- **Directions for this task**
An exact reproduction is needed of every line from the beginning of the data down to and including the line that contains "Mark every instance of the grass lawn", minus the pictures.

- **Data supplied**
——————

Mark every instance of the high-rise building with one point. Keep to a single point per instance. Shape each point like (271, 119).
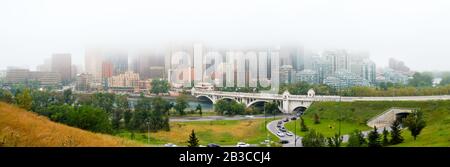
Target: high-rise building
(322, 67)
(149, 65)
(286, 73)
(339, 59)
(93, 63)
(344, 79)
(398, 65)
(294, 56)
(62, 64)
(24, 76)
(46, 67)
(83, 82)
(309, 76)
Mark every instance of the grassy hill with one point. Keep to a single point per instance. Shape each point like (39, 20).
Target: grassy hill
(22, 128)
(356, 114)
(223, 132)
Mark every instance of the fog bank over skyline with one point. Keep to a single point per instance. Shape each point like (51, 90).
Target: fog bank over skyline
(414, 31)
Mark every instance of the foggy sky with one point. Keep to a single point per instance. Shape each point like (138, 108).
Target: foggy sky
(415, 31)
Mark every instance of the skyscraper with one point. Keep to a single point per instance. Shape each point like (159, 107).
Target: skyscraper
(62, 64)
(339, 59)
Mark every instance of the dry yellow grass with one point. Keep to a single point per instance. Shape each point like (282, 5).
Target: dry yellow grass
(22, 128)
(223, 132)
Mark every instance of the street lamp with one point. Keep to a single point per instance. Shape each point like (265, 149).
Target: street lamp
(148, 131)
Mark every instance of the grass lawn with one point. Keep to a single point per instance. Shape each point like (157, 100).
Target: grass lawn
(222, 132)
(327, 127)
(356, 114)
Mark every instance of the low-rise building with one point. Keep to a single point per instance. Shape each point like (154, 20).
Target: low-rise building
(16, 76)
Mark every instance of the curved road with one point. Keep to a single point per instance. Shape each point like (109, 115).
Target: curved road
(272, 127)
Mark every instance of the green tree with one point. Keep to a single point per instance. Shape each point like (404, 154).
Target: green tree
(357, 139)
(271, 108)
(335, 141)
(303, 126)
(193, 140)
(415, 123)
(24, 99)
(104, 100)
(6, 96)
(127, 118)
(68, 96)
(316, 118)
(199, 109)
(421, 80)
(445, 80)
(396, 133)
(314, 139)
(90, 118)
(159, 86)
(385, 141)
(374, 138)
(181, 104)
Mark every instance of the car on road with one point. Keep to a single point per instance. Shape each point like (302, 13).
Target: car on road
(242, 144)
(281, 134)
(212, 145)
(169, 145)
(284, 141)
(289, 134)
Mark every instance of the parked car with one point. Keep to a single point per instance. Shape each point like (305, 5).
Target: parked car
(213, 145)
(289, 134)
(170, 145)
(242, 144)
(281, 134)
(284, 141)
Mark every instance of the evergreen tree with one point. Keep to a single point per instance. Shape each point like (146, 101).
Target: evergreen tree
(396, 133)
(374, 138)
(193, 141)
(357, 139)
(303, 126)
(415, 123)
(316, 118)
(385, 141)
(335, 141)
(199, 109)
(314, 139)
(24, 99)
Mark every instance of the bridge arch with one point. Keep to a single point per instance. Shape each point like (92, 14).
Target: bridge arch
(300, 109)
(228, 98)
(206, 97)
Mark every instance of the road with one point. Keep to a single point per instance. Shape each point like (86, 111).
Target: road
(219, 117)
(272, 127)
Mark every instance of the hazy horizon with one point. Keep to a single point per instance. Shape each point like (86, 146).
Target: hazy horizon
(414, 31)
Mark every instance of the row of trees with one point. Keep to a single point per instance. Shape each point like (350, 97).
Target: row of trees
(414, 122)
(421, 84)
(100, 112)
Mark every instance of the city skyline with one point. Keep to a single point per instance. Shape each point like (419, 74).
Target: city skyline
(411, 31)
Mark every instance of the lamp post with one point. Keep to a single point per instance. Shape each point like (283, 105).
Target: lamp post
(148, 131)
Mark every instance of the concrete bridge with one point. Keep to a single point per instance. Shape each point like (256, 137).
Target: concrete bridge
(288, 103)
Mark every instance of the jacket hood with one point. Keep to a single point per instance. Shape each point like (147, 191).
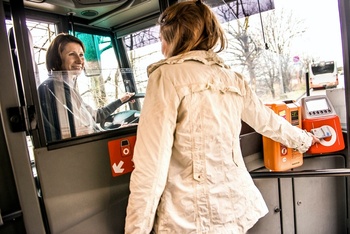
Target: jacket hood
(206, 57)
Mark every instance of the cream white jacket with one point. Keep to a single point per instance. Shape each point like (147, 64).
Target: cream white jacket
(189, 174)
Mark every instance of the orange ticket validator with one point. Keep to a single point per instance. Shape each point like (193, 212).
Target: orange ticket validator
(278, 157)
(121, 152)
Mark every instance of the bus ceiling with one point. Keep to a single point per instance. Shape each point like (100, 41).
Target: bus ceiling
(115, 14)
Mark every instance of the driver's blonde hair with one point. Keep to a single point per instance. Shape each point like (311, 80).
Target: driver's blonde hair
(190, 25)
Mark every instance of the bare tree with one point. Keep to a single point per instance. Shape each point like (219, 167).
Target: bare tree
(280, 29)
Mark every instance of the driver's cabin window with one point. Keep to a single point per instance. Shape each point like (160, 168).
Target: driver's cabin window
(82, 86)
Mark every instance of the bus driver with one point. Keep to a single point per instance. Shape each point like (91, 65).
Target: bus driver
(65, 114)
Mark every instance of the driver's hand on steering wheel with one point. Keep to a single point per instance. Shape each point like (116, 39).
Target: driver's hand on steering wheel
(127, 96)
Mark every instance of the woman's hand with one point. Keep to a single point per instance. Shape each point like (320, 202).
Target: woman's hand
(314, 139)
(126, 97)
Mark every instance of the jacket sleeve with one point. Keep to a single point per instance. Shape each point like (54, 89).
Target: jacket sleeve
(152, 152)
(266, 122)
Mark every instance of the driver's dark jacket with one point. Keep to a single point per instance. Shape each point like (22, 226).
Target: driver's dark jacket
(189, 174)
(64, 112)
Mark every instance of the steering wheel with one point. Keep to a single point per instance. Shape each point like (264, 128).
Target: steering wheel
(124, 117)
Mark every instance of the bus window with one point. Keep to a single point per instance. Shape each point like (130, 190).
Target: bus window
(271, 48)
(71, 107)
(323, 75)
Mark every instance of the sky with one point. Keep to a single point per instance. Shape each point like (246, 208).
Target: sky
(323, 37)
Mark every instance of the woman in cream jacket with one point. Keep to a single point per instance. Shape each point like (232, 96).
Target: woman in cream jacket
(189, 174)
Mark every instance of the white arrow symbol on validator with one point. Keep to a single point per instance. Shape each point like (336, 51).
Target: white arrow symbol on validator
(118, 169)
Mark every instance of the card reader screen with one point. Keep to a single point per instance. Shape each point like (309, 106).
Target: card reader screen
(318, 104)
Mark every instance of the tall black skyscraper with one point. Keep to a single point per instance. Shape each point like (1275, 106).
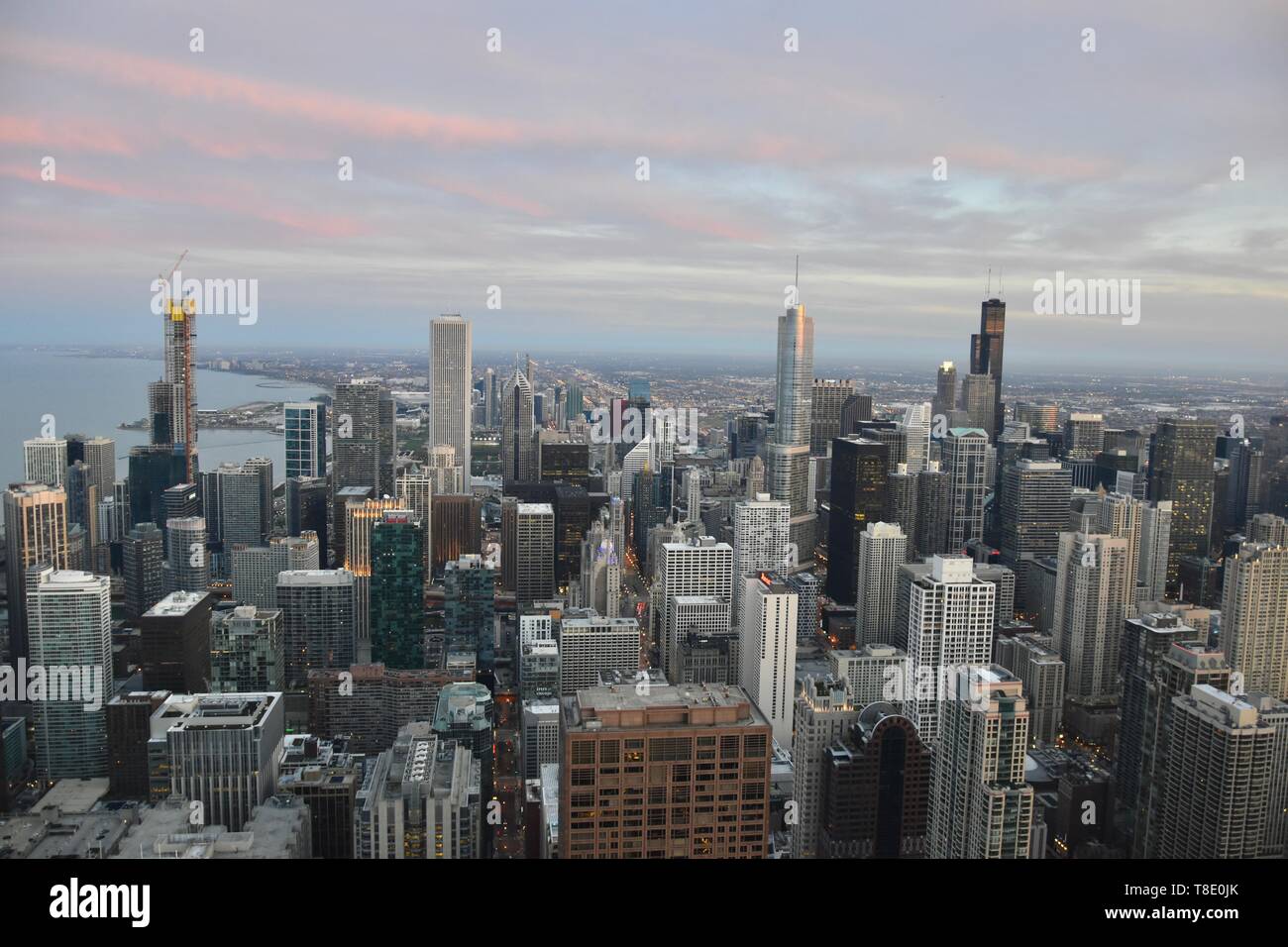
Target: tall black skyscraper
(986, 351)
(859, 496)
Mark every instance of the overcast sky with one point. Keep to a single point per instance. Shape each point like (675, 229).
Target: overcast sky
(518, 169)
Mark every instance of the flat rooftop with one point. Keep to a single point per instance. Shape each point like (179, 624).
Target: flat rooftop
(662, 706)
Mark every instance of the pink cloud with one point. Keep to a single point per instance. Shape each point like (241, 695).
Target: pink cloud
(72, 134)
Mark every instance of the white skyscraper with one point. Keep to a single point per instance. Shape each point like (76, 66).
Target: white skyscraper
(1254, 617)
(702, 567)
(1089, 612)
(949, 625)
(451, 388)
(787, 453)
(1122, 515)
(965, 453)
(46, 460)
(69, 637)
(980, 805)
(767, 643)
(883, 549)
(761, 530)
(915, 423)
(1155, 536)
(694, 495)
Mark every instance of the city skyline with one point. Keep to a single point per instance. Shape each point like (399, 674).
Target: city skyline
(829, 153)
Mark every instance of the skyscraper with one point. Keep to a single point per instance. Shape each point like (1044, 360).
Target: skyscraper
(535, 552)
(318, 624)
(469, 605)
(35, 519)
(876, 789)
(188, 564)
(824, 714)
(828, 398)
(980, 804)
(917, 421)
(986, 351)
(1219, 776)
(945, 389)
(979, 402)
(1254, 616)
(859, 474)
(1180, 470)
(1090, 608)
(398, 590)
(767, 642)
(787, 454)
(761, 528)
(450, 388)
(142, 556)
(883, 549)
(660, 722)
(305, 438)
(702, 567)
(518, 431)
(949, 625)
(46, 460)
(69, 625)
(356, 444)
(1034, 510)
(964, 458)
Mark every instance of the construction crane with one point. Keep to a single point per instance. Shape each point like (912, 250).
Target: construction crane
(180, 331)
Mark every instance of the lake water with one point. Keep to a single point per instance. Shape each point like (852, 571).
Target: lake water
(93, 395)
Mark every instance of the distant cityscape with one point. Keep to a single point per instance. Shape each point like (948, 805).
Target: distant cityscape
(524, 608)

——————

- **Your response**
Mark every instance of the high-rise building with one point. Keep to a single point per instance. Shape each point like (271, 119).
Target: high-rise building
(322, 67)
(149, 65)
(286, 73)
(339, 59)
(93, 63)
(344, 79)
(398, 65)
(294, 56)
(62, 64)
(24, 76)
(46, 67)
(83, 82)
(309, 76)
Mark every instance of the grassy hill with one point. Keep to a single point per instance. Shape each point like (39, 20).
Target: grassy hill
(22, 128)
(356, 114)
(223, 132)
Mark every instance of the fog bank over skyline with one point. Keep to a single point per instance. Shape each point like (51, 90).
Target: fog bank over skyline
(414, 31)
Mark every instance of the foggy sky with one point. Keep to a single point per instance. Shape each point like (138, 108).
Target: foggy sky
(415, 31)
Mark every instance of the skyscraper with one point. Keep to a single point per instance. Shape each point like (159, 107).
Target: skyscraper
(62, 64)
(339, 59)
Mark every instance of the dry yellow grass with one point. Keep to a single point per instance. Shape each point like (282, 5).
Target: dry yellow grass
(22, 128)
(223, 132)
Mark every instance of the street lamp with one point. Keep to a single point per instance. Shape each point like (265, 149).
Target: street lamp
(148, 131)
Mark every instance of the grass lawn with one point. Keep to a single point per instance. Shape each point like (157, 100).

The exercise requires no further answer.